- Given request A
Please list every person the post on faith and reason mentions by name.
- Given request B
According to the post on faith and reason, why are even low-level exercises of military power usually self-defeating?
- Given request C
In the post on faith and reason, what does the writer say power motivation really is?

- Selected extract
Re: Faith and Reason
Posted: Sun Dec 04, 2016 11:00 am
A new presentation of the process of development of faith has recently come to my attention, mostly from Fr. Richard Rohr and his Center for Action and Contemplation, but not entirely.
A quote from Rohr:
We are the thoughtful animal, and we are restless within a specific group context (or at least, some of us are) and we seek to understand the source and true nature of the sense of meaning which we find in a sense of belonging.
The answer, both experientially and philosophically, has turned out to be the universality of responding to the other ***as if they were my self.*** And that leads us to embrace the transcendence.
This is the key to understanding religion, but it does not get us to the key to overcoming the tension between the two functions. I believe that key is found in a different tension: between power motivation, which is really security motivation, on the one hand, and affiliation motivation on the other. This is the y axis to religion's x axis: seemingly orthogonal, but related in non-linear, dynamic ways which provide much of the shape taken by history and politics.
Affiliation and security are fundamentally complementary. In the context of the ancient world this was true in the mutuality necessary to fight wars and defend the people. In more modern times this is even more true as zero-sum perspectives are shown to be fallacious. We live in a world in which mutual destruction is the reductio ad absurdum of the logic of superior violence (Donald Drumph notwithstanding) and even low-level exercises of military power are usually self-defeating as the victory turns out to be so costly in soft power that it is not worth the exercise. Putin may be defined, in historical perspective, by his inability to perceive this, or perhaps his unwillingness to let go of kleptocratic power to respond to it.
However it was not so long ago that security and affiliation were not demonstrably complementary but seemed to compete. The threat of dominance was real, (to be fair it still is, but in obscure ways which are hard to give a persuasive account of), and the psychology and institutions built up in such a world are with us still. In that world, for example, dominance was the means to security. Today it disrupts affiliation without being integral to security at all.

- Information shown

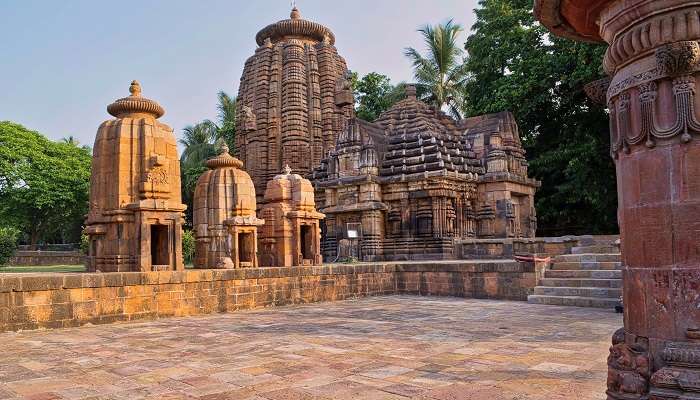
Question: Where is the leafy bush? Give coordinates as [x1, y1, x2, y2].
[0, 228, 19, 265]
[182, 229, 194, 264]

- Solution A
Fr. Richard Rohr, Donald Drumph, Putin

- Solution B
The victory turns out to cost so much in soft power that it is not worth the exercise.

- Solution C
Security motivation.